Reproduce each of the entries below word for word, keeping every line in its original order.

— start of TASK INPUTS —

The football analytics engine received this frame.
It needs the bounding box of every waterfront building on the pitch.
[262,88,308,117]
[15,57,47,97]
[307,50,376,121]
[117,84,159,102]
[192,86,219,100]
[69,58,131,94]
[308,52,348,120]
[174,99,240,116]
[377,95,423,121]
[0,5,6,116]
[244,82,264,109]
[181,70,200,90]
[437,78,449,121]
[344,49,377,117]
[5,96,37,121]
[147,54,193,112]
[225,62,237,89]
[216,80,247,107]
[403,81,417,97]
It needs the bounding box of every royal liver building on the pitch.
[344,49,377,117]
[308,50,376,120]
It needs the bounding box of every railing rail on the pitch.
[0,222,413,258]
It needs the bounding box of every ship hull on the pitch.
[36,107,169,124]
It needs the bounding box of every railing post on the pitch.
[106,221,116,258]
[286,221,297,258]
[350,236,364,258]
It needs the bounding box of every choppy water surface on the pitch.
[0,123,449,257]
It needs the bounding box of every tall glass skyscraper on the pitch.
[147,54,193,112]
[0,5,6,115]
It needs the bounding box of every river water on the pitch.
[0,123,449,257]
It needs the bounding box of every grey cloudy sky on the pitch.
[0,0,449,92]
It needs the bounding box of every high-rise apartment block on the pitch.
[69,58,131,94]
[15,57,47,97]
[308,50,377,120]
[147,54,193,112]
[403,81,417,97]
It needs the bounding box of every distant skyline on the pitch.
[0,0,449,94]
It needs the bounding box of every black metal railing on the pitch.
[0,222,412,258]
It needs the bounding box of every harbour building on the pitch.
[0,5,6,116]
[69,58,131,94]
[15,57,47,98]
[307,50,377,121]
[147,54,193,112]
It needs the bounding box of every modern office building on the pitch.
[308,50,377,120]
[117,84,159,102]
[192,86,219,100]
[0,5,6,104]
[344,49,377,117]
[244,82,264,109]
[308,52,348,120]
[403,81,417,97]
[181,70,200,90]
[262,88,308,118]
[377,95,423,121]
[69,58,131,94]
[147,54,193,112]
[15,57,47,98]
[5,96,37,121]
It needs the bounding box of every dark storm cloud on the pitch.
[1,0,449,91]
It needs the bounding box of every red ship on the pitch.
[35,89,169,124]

— end of TASK INPUTS —

RESPONSE:
The football analytics engine received this frame.
It needs the bounding box of every waterfront building on the pitch.
[262,88,308,117]
[15,57,47,97]
[307,50,376,121]
[117,84,159,102]
[192,86,219,100]
[69,58,131,94]
[308,52,348,120]
[174,99,240,116]
[377,95,423,121]
[0,5,6,116]
[244,82,264,109]
[181,70,200,90]
[437,78,449,121]
[344,49,377,117]
[5,96,37,121]
[147,54,193,112]
[225,62,237,89]
[216,80,247,107]
[403,81,417,97]
It needs the bounding box of every royal liver building on the pitch.
[344,49,377,117]
[308,50,376,120]
It needs the bounding box of every railing rail on the pitch.
[0,222,413,258]
It needs the bounding box of every ship hull on the pitch.
[36,107,169,124]
It needs the bounding box of every railing post on the pitch.
[106,221,116,258]
[286,221,297,258]
[350,236,364,258]
It needs the bounding box of every choppy water surface on the pitch.
[0,123,449,257]
It needs the bounding box of every tall glass skyscraper on the pitch.
[147,54,193,112]
[0,5,6,115]
It needs the bounding box of every river water on the pitch.
[0,123,449,257]
It needs the bounding box of every grey cloudy sky on the pitch.
[0,0,449,92]
It needs the bounding box of every high-rise apartment block on the pitch.
[69,58,131,94]
[15,57,47,97]
[308,50,377,120]
[147,54,193,112]
[403,81,417,97]
It needs the bounding box of every distant skyline on the pitch.
[0,0,449,94]
It needs the bounding box of every black metal railing on the pitch.
[0,222,412,258]
It needs the bounding box of every harbour building on the pitch.
[0,5,6,116]
[69,58,131,94]
[15,57,47,98]
[307,50,377,121]
[147,54,193,112]
It needs the bounding box of every modern office building on the pitch.
[308,50,377,120]
[117,84,159,102]
[192,86,219,100]
[0,5,6,104]
[344,49,377,117]
[244,82,264,109]
[308,52,348,120]
[403,81,417,97]
[181,70,200,90]
[262,88,308,118]
[377,95,423,121]
[69,58,131,94]
[147,54,193,112]
[15,57,47,98]
[5,96,37,121]
It needs the bounding box of every dark storm cloud on the pitch.
[1,0,449,91]
It needs the bounding box of every red ship on the pitch.
[35,89,169,124]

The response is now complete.